EXERCISE A — Show each line of the records below that contains the word "apron". Case counts.

TEXT TO READ —
In your personal life, you probably try to keep your relationships and friendships fairly equal.
But when it comes to your job, and your relationship with what may be a large, powerful company, equality seems impossible. How can you have an equal—or at least more equal—relationship with the company that’s literally the source of all the money you use to purchase food and shelter?
It’s not great to feel beholden to a boss. Sure, things might be fine now, but what happens when you get a new, terrible manager? What happens when they move your office into a supply closet? Most employees have no bargaining chips.
Don’t spend your days feeling put-upon and powerless.
It’s up to you, the less equal party, to take pains to equalize that relationship.
1. Make Money for Them (More Than They Pay You)
One of the easiest ways to secure your job—and make your boss a little scared that a competitor is going to poach you—is to make a lot of money for the company.
This, of course, is also a great way to get a raise: Generate revenue, and then ask for some of it.

DATA FOR THIS EXERCISE —
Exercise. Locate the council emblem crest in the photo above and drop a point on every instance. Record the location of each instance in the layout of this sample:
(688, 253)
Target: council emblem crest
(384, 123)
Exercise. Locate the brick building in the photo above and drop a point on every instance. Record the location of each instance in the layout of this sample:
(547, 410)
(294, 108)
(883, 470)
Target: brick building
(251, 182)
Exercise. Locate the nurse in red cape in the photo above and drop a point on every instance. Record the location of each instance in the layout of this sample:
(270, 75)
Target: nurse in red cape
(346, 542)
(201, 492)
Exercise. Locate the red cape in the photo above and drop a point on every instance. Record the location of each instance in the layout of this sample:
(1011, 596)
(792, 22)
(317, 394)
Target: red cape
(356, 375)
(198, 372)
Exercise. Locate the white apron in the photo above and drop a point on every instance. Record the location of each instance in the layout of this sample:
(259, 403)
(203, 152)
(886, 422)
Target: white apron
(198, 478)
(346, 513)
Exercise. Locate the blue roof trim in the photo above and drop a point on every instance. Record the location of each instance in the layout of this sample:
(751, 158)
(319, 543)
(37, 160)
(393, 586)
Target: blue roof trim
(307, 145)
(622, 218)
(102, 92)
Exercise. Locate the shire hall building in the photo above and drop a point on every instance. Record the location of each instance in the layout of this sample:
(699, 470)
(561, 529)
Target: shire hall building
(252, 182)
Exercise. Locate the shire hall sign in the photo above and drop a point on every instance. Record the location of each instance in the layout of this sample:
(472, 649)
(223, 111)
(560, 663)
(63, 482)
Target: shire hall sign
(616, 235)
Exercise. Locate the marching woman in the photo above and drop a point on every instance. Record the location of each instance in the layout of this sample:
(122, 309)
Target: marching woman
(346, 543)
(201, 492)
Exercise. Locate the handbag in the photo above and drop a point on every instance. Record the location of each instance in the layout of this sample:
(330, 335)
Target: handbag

EXERCISE B — Translate this sentence from the article on work relationships into Spanish: "It’s not great to feel beholden to a boss."

FINISHED ANSWER A —
Exercise. Locate the white apron in the photo above and drop a point on every instance. Record the location of each instance in the layout of this sample:
Target: white apron

FINISHED ANSWER B — No es genial sentirse en deuda con un jefe.